*** Exercise data Section Begins ***

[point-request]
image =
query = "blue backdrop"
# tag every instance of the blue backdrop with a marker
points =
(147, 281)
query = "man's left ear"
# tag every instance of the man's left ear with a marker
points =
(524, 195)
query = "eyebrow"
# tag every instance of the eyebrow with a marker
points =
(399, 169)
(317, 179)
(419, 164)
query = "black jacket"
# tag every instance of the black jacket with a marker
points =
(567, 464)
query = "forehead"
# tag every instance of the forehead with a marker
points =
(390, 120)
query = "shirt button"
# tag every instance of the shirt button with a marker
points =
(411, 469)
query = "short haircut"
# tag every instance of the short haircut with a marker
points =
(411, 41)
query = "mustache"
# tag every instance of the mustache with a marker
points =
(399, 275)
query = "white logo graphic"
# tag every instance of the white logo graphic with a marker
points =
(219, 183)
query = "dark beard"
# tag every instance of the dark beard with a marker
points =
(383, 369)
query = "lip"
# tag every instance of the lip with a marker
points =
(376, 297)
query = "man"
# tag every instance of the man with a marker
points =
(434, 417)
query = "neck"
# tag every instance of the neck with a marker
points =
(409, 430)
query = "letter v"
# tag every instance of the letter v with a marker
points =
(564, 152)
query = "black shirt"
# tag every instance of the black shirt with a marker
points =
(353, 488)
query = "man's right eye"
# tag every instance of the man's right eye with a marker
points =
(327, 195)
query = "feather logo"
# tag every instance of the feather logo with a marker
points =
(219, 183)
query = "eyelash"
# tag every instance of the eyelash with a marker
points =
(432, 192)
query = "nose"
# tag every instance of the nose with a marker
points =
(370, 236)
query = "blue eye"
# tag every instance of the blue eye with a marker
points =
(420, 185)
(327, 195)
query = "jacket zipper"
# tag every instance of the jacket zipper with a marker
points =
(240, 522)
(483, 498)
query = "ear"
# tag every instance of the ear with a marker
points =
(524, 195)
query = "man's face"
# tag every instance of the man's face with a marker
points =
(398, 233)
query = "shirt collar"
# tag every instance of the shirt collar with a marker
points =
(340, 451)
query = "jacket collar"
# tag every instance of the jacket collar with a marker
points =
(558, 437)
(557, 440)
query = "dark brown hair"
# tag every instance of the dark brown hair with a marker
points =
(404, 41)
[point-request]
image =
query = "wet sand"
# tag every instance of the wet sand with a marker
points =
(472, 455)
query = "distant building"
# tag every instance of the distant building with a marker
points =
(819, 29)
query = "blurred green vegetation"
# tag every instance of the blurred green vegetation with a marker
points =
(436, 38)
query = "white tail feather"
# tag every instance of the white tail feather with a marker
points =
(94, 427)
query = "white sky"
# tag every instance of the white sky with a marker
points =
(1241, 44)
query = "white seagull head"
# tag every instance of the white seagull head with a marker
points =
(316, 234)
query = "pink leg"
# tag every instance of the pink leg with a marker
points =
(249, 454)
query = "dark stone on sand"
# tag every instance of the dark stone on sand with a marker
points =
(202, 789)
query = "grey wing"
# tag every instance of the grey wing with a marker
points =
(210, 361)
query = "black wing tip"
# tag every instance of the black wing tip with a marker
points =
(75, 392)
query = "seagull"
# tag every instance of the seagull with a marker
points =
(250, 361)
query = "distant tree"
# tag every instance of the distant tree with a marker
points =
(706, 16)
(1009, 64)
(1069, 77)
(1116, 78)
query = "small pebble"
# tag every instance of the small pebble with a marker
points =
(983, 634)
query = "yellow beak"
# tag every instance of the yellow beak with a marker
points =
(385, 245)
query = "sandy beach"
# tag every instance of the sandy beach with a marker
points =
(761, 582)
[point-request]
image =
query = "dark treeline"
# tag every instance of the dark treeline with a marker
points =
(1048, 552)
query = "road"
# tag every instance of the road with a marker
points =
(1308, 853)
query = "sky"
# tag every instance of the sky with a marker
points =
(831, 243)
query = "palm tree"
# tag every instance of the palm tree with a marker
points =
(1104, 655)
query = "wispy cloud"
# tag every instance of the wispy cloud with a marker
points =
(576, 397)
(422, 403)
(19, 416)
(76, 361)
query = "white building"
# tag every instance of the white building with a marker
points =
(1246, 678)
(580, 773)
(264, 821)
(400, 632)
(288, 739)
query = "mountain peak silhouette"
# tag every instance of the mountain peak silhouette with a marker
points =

*** Exercise data Section Ends ***

[Task goal] Using the material above, filter for lines holding "grey" and copy each one.

[Written answer]
query = "grey wing"
# tag every instance of the grey wing with a marker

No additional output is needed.